### Recorded information

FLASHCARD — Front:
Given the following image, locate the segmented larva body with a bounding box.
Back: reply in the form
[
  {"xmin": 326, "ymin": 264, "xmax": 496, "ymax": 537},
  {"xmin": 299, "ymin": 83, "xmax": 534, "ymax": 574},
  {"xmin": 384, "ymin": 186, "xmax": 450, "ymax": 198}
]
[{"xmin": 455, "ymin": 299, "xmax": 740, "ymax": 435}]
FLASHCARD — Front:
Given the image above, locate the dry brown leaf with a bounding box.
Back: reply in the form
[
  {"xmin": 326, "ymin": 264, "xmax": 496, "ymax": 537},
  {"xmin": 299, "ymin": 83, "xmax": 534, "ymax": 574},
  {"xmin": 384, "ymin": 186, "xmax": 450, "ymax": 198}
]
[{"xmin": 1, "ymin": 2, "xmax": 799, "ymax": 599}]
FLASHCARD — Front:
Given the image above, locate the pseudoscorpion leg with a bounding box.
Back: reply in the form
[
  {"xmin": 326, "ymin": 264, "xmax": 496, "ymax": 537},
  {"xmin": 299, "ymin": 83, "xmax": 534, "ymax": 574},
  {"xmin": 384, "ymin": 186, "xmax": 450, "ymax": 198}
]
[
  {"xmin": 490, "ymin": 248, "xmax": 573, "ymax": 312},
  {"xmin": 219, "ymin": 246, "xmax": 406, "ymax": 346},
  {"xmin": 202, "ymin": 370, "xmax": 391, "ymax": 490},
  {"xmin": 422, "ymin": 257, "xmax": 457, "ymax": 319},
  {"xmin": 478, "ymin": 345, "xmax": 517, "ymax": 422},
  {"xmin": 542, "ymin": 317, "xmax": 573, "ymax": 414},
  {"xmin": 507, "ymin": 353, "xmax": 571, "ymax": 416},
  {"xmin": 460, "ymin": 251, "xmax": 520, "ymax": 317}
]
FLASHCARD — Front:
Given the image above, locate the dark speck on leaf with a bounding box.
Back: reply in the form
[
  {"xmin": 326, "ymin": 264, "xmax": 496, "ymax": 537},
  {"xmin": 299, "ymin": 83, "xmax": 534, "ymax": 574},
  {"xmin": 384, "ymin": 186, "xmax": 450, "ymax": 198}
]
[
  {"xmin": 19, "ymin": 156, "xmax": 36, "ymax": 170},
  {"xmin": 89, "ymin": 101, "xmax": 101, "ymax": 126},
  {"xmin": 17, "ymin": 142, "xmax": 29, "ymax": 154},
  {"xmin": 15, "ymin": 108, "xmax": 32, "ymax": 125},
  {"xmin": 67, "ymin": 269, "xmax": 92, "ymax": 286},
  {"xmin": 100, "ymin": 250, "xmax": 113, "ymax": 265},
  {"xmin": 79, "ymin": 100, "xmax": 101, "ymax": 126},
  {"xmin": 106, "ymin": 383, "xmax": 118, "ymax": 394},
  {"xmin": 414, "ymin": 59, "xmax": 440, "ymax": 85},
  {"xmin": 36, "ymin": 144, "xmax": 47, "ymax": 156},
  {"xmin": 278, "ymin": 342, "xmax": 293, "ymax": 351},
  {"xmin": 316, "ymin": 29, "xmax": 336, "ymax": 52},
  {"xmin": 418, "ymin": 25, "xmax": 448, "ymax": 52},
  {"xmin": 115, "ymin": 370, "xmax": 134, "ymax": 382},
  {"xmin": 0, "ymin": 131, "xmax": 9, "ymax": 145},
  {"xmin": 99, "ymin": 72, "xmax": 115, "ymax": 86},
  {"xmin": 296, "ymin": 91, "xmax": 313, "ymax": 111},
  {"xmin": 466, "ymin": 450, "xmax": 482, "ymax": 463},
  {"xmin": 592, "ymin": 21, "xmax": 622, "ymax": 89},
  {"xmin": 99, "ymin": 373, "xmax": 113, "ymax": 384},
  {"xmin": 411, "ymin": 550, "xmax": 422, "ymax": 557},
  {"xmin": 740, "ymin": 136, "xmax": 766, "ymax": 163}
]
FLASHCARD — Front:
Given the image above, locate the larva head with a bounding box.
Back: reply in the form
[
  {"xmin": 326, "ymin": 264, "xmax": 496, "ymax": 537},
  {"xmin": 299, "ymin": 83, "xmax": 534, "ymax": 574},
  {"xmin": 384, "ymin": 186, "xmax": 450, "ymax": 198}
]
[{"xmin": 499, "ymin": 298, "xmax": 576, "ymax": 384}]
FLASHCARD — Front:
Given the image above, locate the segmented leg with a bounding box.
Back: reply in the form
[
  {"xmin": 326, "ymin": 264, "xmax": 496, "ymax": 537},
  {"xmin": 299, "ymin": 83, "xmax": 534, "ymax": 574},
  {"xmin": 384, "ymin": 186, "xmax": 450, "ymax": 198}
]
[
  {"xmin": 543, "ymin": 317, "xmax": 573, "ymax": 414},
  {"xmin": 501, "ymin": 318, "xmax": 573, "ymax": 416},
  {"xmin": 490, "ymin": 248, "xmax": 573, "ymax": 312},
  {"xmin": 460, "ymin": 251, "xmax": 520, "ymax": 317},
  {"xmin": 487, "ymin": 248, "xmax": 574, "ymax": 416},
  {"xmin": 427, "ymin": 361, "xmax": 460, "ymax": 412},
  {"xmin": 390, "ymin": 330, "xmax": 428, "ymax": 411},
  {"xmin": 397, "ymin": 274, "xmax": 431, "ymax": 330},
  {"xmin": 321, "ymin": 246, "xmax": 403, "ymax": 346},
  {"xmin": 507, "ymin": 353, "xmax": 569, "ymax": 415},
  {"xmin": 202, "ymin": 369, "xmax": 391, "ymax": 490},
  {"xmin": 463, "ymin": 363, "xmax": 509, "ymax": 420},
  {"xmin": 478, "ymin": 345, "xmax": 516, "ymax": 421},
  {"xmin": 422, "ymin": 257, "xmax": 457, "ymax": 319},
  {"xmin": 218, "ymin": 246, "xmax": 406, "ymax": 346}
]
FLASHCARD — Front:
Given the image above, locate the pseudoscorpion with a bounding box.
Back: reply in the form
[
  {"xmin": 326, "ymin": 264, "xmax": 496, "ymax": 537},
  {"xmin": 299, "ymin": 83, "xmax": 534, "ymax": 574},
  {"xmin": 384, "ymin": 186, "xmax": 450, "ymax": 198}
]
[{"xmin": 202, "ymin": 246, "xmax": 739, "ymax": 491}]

### What is being asked
Work out how many lines of the data above hold the word "image", and write only the count.

### Exercise solution
7